§ **What you should do**
Your reply should reproduce each line below exactly and carry none of the pictures.
········
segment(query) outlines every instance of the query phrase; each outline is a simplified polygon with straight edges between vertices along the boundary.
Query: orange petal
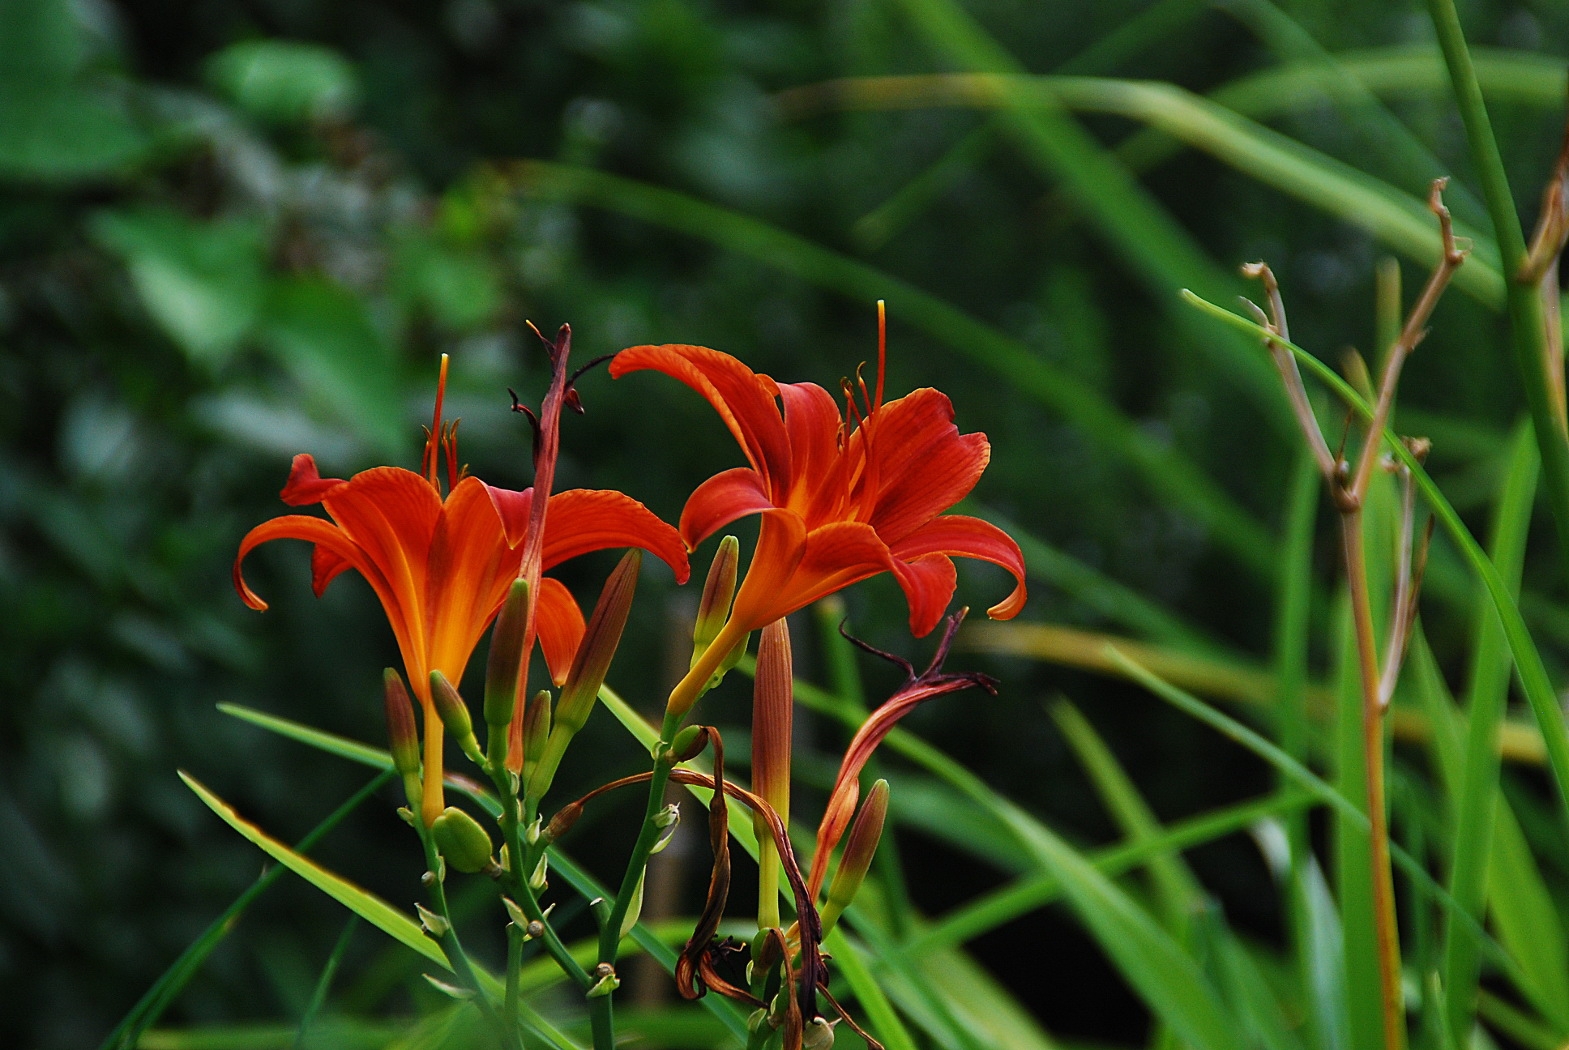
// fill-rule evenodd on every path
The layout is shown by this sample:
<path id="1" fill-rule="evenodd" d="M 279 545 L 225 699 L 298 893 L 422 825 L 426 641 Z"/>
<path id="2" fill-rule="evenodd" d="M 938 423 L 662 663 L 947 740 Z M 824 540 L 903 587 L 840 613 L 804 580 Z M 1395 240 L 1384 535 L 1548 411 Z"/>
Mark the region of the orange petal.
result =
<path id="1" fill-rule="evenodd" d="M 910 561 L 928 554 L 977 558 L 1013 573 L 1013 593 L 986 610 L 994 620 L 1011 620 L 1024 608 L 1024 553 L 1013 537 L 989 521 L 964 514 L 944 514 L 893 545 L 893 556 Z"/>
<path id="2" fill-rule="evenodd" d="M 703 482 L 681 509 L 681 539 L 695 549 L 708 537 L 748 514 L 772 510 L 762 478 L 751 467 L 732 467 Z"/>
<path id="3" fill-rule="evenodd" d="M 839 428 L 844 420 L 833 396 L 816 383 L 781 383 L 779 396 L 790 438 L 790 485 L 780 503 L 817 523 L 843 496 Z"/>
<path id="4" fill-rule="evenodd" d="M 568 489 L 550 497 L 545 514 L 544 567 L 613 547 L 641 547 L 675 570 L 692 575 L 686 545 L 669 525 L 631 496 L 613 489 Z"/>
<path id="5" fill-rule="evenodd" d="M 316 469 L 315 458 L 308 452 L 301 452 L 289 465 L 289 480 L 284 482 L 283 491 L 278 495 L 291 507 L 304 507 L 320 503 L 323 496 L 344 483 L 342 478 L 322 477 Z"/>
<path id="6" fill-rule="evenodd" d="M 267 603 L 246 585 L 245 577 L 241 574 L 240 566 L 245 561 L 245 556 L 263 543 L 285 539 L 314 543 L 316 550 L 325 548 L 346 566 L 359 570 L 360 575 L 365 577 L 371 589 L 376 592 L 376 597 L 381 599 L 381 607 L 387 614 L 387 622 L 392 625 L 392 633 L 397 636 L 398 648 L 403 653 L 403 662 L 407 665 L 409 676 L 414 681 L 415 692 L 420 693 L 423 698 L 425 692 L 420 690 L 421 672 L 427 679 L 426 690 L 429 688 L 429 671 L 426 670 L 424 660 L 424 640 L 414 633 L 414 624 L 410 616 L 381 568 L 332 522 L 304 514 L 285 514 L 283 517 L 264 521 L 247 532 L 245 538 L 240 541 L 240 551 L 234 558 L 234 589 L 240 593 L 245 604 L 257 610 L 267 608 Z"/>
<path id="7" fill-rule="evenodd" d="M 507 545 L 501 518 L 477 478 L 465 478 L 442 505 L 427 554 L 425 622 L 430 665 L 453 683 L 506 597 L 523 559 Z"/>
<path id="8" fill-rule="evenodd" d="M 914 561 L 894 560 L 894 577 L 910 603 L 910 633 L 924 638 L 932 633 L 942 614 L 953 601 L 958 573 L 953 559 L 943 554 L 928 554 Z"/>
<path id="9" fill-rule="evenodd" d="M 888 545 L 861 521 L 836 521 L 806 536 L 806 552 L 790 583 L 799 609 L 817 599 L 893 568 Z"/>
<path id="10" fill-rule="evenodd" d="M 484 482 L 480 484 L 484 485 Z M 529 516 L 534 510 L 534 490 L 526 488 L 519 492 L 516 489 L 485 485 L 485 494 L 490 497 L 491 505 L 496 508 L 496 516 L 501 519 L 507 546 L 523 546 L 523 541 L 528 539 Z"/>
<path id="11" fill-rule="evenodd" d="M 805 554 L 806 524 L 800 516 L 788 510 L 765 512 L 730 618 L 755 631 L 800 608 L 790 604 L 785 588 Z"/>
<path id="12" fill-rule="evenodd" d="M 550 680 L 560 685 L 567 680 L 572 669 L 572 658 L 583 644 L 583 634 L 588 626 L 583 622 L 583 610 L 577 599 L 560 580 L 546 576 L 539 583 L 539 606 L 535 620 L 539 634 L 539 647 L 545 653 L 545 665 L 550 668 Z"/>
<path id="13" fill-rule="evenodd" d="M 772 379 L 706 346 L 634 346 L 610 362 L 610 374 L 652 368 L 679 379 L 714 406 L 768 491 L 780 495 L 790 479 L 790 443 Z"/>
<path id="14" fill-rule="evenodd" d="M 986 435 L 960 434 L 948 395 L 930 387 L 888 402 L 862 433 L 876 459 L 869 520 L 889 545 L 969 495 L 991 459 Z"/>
········
§ **Output for this task**
segment(query) outlines every instance of the query phrase; each outline is a simplified polygon with straight edges between vertices along the boundary.
Query: orange petal
// fill-rule evenodd on every path
The layout is shown by this sample:
<path id="1" fill-rule="evenodd" d="M 279 545 L 225 699 L 298 893 L 422 825 L 426 641 Z"/>
<path id="2" fill-rule="evenodd" d="M 938 423 L 662 663 L 947 740 Z M 824 540 L 903 587 L 840 613 L 804 580 Z M 1395 240 L 1384 535 L 1548 411 Z"/>
Mark the region of the orange petal.
result =
<path id="1" fill-rule="evenodd" d="M 910 561 L 928 554 L 977 558 L 1013 573 L 1013 593 L 986 610 L 994 620 L 1011 620 L 1024 608 L 1024 553 L 1013 537 L 989 521 L 964 514 L 944 514 L 893 545 L 893 556 Z"/>
<path id="2" fill-rule="evenodd" d="M 703 482 L 681 509 L 681 539 L 695 549 L 708 537 L 748 514 L 772 510 L 762 478 L 751 467 L 732 467 Z"/>
<path id="3" fill-rule="evenodd" d="M 839 428 L 844 420 L 833 396 L 816 383 L 781 383 L 779 396 L 790 438 L 790 485 L 780 503 L 817 523 L 843 496 Z"/>
<path id="4" fill-rule="evenodd" d="M 568 489 L 550 497 L 545 514 L 544 567 L 613 547 L 641 547 L 675 570 L 692 575 L 686 545 L 669 525 L 631 496 L 613 489 Z"/>
<path id="5" fill-rule="evenodd" d="M 316 469 L 315 458 L 308 452 L 301 452 L 289 465 L 289 480 L 284 482 L 283 491 L 278 495 L 291 507 L 304 507 L 320 503 L 323 496 L 344 483 L 342 478 L 322 477 Z"/>
<path id="6" fill-rule="evenodd" d="M 267 603 L 246 585 L 245 577 L 241 574 L 240 566 L 245 561 L 245 556 L 263 543 L 285 539 L 314 543 L 316 550 L 325 548 L 346 566 L 359 570 L 360 575 L 365 577 L 371 589 L 376 592 L 376 597 L 381 599 L 381 607 L 387 614 L 387 622 L 392 625 L 392 633 L 397 636 L 398 648 L 403 653 L 403 662 L 407 665 L 409 676 L 414 681 L 415 692 L 420 693 L 423 698 L 425 692 L 420 690 L 421 672 L 427 679 L 426 690 L 429 688 L 429 671 L 426 670 L 424 660 L 424 640 L 414 633 L 414 624 L 410 616 L 381 568 L 332 522 L 304 514 L 285 514 L 283 517 L 264 521 L 247 532 L 245 538 L 240 541 L 240 551 L 234 558 L 234 589 L 240 593 L 245 604 L 257 610 L 267 608 Z"/>
<path id="7" fill-rule="evenodd" d="M 507 545 L 501 518 L 477 478 L 465 478 L 442 505 L 427 554 L 425 622 L 430 665 L 453 683 L 506 597 L 523 559 Z"/>
<path id="8" fill-rule="evenodd" d="M 914 561 L 894 560 L 894 577 L 910 603 L 910 633 L 924 638 L 932 633 L 942 614 L 953 601 L 958 573 L 953 559 L 943 554 L 928 554 Z"/>
<path id="9" fill-rule="evenodd" d="M 888 545 L 861 521 L 836 521 L 806 536 L 806 552 L 790 583 L 799 609 L 817 599 L 893 568 Z"/>
<path id="10" fill-rule="evenodd" d="M 484 482 L 480 484 L 484 485 Z M 529 516 L 534 510 L 534 490 L 526 488 L 519 492 L 516 489 L 485 485 L 485 494 L 490 497 L 491 505 L 496 508 L 496 516 L 501 519 L 507 546 L 523 546 L 523 541 L 528 539 Z"/>
<path id="11" fill-rule="evenodd" d="M 805 554 L 806 524 L 800 516 L 788 510 L 765 512 L 730 618 L 755 631 L 800 608 L 790 604 L 785 588 Z"/>
<path id="12" fill-rule="evenodd" d="M 550 680 L 560 685 L 567 680 L 572 669 L 572 658 L 583 644 L 583 634 L 588 626 L 583 622 L 583 610 L 577 599 L 560 580 L 546 576 L 539 583 L 539 606 L 535 620 L 539 634 L 539 647 L 545 653 L 545 665 L 550 668 Z"/>
<path id="13" fill-rule="evenodd" d="M 772 379 L 706 346 L 634 346 L 610 362 L 610 374 L 652 368 L 679 379 L 714 406 L 768 491 L 780 495 L 790 479 L 790 443 Z"/>
<path id="14" fill-rule="evenodd" d="M 986 435 L 960 434 L 948 395 L 930 387 L 888 402 L 862 433 L 876 459 L 869 520 L 889 545 L 969 495 L 991 459 Z"/>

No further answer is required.